(Dataset items)
⟨

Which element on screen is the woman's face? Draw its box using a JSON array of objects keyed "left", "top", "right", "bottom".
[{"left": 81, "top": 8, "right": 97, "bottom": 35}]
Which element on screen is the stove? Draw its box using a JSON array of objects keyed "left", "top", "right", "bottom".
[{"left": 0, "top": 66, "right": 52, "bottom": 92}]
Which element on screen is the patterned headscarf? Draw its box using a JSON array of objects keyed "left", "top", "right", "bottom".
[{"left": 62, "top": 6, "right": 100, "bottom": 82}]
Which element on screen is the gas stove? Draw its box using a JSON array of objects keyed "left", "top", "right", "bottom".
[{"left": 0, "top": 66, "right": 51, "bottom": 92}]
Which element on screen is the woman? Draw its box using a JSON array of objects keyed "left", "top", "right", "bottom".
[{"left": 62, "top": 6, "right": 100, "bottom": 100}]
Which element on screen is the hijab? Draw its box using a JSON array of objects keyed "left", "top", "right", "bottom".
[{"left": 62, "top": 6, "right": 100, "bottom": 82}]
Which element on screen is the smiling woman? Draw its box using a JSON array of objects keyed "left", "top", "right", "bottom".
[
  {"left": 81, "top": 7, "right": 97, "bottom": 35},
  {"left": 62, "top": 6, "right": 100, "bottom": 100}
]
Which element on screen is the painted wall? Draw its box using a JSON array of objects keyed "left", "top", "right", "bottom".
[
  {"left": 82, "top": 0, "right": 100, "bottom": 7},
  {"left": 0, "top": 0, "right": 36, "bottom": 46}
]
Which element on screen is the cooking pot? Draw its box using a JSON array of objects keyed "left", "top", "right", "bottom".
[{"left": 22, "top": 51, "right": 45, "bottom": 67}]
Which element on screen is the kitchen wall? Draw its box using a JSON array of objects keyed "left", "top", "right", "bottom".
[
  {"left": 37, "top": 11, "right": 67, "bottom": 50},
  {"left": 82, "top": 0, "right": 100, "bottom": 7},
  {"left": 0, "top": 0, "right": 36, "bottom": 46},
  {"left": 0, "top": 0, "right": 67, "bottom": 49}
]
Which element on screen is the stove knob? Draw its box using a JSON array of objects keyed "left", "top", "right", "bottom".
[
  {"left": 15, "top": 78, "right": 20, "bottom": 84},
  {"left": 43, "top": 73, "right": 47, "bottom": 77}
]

⟩

What needs to be done:
Reproduce every line of the records above word for word, keeping the lines in their original order.

The reply:
Which element on screen is the woman's face? Draw its box using a JSON array of objects keyed "left", "top", "right", "bottom".
[{"left": 81, "top": 8, "right": 97, "bottom": 35}]
Which element on screen is the stove? Draw its box using a JSON array of objects keyed "left", "top", "right", "bottom".
[{"left": 0, "top": 66, "right": 52, "bottom": 92}]
Which element on screen is the patterned headscarf? Draw its box using a JSON array of objects keyed "left", "top", "right", "bottom".
[{"left": 62, "top": 6, "right": 100, "bottom": 82}]
Which element on screen is the gas stove? Draw its box using a JSON array of objects keyed "left", "top", "right", "bottom".
[{"left": 0, "top": 66, "right": 51, "bottom": 92}]
Which element on screen is the woman? Draw its box using a JSON array of objects keyed "left", "top", "right", "bottom".
[{"left": 62, "top": 6, "right": 100, "bottom": 100}]
Which element on screen is the hijab? Draw its box using a JSON array of objects keyed "left", "top", "right", "bottom".
[{"left": 62, "top": 6, "right": 100, "bottom": 82}]
Which element on screen is the smiling woman? Draw its box using a JSON array of objects keyed "left", "top", "right", "bottom".
[
  {"left": 81, "top": 7, "right": 97, "bottom": 35},
  {"left": 62, "top": 6, "right": 100, "bottom": 100}
]
Which element on screen is the painted wall? Draw its box using a JSON array of objects keyed "left", "top", "right", "bottom".
[
  {"left": 82, "top": 0, "right": 100, "bottom": 7},
  {"left": 0, "top": 0, "right": 36, "bottom": 46}
]
Which element on screen is the cooking pot? Draw its box using a JSON array of objects keyed "left", "top", "right", "bottom".
[{"left": 22, "top": 51, "right": 45, "bottom": 67}]
Which element on screen is the kitchen wall? Draw its box using a JSON array of objects keyed "left", "top", "right", "bottom".
[
  {"left": 37, "top": 11, "right": 67, "bottom": 50},
  {"left": 82, "top": 0, "right": 100, "bottom": 7},
  {"left": 0, "top": 0, "right": 36, "bottom": 46},
  {"left": 0, "top": 0, "right": 67, "bottom": 49}
]
Which element on screen is the stove knob? Draw its box using a JSON array of objects keyed "left", "top", "right", "bottom".
[
  {"left": 15, "top": 78, "right": 20, "bottom": 84},
  {"left": 43, "top": 73, "right": 47, "bottom": 77}
]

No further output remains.